## Task directions
Which lines of the records below contain the word "background"? Collect each such line, treating uppercase and lowercase letters as different.

Records taken from a collection:
** Begin **
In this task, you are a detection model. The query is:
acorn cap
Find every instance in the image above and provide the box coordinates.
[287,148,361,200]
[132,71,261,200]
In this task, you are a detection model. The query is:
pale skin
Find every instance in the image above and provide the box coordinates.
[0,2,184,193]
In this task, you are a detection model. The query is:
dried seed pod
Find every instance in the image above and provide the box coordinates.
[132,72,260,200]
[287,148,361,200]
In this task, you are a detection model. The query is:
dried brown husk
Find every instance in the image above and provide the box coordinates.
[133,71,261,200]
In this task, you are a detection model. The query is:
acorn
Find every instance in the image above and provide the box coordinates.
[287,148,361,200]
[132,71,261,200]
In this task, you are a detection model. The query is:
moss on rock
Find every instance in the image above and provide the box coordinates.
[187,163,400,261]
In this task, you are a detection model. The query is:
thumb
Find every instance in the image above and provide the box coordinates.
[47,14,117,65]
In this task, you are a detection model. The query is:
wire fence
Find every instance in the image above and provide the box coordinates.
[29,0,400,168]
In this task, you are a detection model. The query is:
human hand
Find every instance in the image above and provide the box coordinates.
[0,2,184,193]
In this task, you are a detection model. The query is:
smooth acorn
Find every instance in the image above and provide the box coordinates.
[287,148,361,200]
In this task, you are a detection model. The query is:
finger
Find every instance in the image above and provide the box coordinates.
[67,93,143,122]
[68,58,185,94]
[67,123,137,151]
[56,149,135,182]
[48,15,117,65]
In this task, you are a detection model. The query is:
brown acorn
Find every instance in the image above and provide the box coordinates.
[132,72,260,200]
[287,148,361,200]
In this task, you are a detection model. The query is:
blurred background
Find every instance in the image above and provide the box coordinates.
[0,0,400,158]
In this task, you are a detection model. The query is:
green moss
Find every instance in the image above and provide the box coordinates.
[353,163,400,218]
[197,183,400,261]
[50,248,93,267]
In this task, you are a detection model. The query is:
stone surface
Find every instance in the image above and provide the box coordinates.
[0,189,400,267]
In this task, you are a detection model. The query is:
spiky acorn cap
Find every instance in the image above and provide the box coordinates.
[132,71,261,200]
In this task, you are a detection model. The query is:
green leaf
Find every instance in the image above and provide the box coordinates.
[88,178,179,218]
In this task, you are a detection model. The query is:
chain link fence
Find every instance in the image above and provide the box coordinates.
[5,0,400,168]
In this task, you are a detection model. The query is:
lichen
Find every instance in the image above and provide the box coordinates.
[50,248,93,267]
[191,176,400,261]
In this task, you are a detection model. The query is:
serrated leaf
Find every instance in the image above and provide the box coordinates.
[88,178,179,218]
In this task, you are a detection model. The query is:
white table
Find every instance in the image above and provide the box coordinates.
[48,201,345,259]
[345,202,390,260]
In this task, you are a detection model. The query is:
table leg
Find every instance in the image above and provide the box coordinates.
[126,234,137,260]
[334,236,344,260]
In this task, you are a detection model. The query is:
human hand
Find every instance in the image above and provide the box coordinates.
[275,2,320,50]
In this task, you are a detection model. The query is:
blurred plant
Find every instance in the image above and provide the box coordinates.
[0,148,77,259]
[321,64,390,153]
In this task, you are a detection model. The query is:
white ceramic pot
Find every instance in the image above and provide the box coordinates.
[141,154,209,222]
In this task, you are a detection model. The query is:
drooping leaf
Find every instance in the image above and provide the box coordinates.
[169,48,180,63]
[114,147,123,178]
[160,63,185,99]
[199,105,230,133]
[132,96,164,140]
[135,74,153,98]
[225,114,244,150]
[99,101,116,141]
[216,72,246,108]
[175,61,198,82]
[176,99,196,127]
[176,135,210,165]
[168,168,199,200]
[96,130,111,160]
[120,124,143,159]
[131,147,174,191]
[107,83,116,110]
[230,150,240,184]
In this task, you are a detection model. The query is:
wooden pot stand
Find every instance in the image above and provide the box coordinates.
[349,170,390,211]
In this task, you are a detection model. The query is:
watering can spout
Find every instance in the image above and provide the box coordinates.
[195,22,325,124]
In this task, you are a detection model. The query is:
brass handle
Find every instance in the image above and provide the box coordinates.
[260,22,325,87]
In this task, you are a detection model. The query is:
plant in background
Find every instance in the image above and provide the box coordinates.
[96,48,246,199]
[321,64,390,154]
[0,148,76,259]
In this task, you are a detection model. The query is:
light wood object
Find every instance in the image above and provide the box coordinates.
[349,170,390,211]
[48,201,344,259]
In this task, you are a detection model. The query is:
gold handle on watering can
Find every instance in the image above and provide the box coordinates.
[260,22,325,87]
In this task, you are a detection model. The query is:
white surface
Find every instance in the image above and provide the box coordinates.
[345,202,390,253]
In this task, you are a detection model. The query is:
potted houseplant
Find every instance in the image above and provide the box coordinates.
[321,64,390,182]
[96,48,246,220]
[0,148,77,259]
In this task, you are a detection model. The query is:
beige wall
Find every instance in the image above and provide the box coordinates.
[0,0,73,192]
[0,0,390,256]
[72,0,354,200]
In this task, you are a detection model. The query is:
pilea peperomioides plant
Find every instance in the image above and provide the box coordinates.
** End **
** Begin **
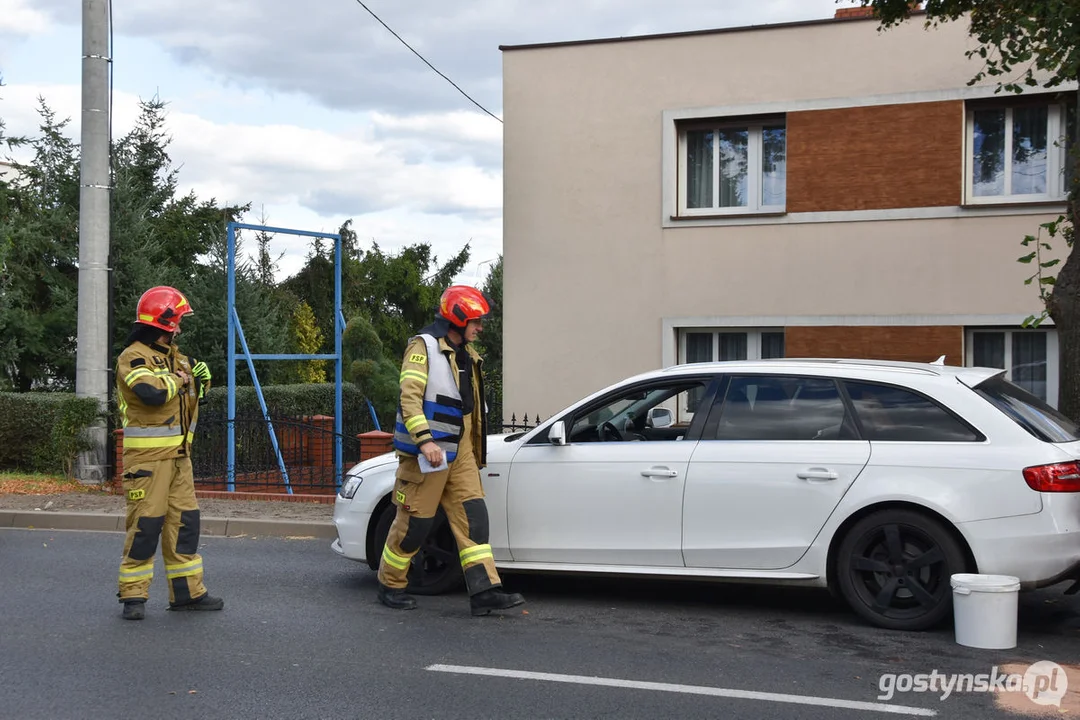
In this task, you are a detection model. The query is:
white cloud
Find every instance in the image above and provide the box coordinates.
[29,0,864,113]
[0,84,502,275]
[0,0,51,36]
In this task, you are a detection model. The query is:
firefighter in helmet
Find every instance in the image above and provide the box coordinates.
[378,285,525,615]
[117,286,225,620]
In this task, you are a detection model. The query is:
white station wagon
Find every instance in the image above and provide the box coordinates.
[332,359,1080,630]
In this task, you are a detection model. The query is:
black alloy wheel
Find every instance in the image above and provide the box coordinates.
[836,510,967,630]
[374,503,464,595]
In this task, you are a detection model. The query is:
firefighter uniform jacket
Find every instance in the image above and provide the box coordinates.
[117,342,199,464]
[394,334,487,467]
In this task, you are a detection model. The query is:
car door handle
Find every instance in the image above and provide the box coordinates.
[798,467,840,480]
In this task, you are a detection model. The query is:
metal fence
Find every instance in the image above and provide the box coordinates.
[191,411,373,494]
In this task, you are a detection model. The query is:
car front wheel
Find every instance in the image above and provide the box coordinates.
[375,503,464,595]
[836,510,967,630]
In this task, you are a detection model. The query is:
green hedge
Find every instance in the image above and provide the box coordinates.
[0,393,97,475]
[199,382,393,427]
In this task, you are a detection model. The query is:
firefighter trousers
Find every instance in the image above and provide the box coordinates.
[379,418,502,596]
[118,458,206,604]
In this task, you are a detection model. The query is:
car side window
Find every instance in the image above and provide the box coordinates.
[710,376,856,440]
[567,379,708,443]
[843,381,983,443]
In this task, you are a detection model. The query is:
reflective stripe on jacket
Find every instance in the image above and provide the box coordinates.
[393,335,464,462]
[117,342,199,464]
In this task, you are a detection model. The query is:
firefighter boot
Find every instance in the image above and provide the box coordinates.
** End **
** Begin **
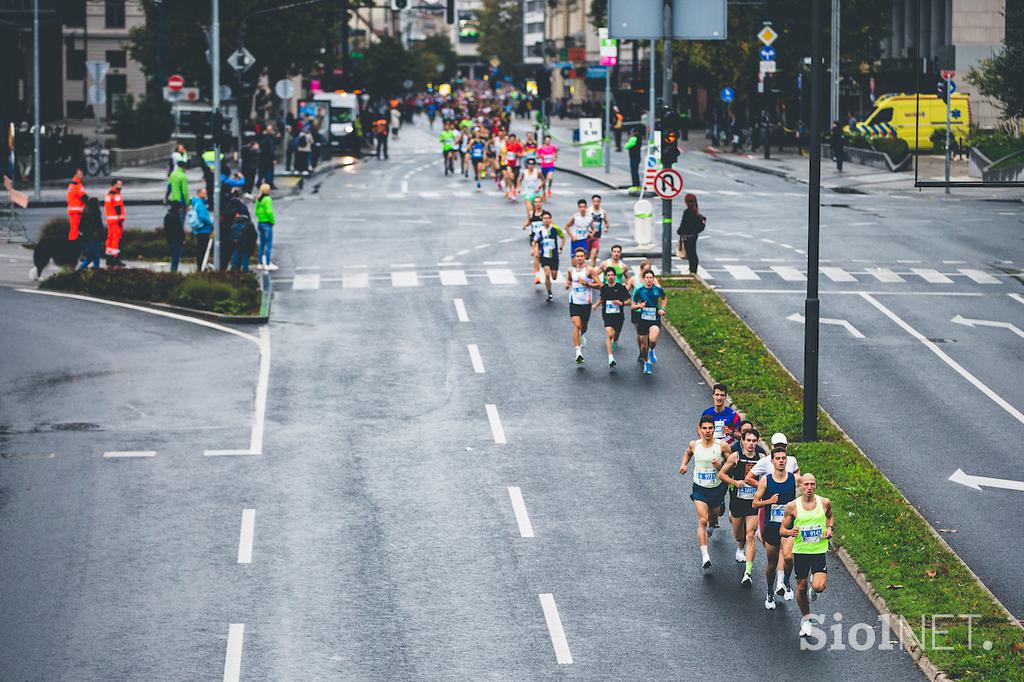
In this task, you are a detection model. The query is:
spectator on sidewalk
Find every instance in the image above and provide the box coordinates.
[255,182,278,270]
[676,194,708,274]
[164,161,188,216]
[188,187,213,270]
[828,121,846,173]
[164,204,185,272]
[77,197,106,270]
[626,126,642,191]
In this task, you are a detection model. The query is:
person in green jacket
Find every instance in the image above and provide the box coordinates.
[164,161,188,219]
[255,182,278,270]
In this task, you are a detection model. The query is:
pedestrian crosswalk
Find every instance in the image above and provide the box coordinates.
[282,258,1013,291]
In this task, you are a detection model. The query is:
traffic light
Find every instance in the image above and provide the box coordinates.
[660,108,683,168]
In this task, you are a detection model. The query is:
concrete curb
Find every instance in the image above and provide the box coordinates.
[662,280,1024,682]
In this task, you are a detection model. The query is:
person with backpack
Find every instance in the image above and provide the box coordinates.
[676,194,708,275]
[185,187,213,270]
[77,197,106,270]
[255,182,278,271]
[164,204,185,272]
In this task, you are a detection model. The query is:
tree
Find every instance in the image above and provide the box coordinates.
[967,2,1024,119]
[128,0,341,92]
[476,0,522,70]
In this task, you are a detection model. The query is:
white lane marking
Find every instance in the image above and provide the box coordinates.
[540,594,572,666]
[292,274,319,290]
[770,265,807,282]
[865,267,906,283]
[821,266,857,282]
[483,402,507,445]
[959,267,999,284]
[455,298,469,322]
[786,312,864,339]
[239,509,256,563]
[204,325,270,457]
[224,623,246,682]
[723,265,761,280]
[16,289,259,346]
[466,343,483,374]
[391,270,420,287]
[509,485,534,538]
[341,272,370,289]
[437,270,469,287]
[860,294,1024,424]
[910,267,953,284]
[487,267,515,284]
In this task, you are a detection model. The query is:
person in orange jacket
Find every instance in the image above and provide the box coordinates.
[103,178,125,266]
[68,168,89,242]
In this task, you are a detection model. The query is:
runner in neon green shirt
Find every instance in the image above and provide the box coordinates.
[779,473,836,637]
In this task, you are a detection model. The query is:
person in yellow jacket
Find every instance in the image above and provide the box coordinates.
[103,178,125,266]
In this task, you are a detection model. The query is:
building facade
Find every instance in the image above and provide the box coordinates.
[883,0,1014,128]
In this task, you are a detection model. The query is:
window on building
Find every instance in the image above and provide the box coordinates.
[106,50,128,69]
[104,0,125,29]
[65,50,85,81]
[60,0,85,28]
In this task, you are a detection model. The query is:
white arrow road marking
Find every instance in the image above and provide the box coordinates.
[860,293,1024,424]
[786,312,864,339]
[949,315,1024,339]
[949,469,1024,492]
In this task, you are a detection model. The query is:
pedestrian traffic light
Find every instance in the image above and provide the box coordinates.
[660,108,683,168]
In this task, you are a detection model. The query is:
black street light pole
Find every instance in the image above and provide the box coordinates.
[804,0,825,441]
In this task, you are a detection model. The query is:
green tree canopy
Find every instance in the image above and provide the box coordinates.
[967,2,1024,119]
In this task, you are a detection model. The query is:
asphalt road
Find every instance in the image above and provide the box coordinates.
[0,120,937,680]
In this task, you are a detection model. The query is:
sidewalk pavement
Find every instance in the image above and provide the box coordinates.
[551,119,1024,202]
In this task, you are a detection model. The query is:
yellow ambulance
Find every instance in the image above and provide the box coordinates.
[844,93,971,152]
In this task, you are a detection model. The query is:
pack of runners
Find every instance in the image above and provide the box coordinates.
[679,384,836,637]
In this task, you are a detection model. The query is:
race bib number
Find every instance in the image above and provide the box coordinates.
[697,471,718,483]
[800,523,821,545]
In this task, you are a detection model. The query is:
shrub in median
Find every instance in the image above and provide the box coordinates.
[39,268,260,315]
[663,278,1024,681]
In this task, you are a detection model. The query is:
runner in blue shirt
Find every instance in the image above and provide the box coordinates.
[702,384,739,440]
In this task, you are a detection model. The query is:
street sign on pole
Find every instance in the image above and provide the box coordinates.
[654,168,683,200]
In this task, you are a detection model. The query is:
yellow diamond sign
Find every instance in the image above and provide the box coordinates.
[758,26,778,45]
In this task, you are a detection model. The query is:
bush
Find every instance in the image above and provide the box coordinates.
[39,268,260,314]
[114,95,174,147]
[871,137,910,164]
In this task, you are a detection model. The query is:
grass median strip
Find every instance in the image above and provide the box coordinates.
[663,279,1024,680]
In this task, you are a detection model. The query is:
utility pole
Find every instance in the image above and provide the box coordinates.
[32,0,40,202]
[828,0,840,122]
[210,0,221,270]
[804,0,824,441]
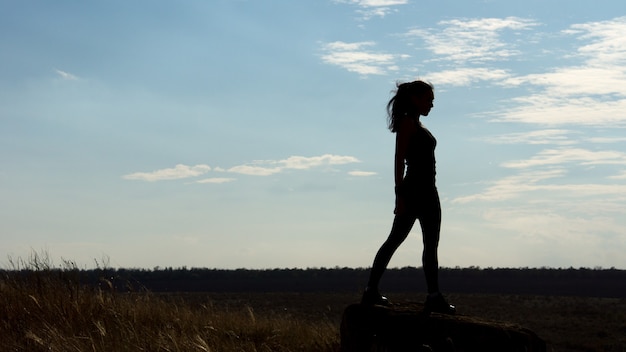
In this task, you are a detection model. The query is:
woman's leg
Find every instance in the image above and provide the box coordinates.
** End **
## Correct output
blurred background
plant in background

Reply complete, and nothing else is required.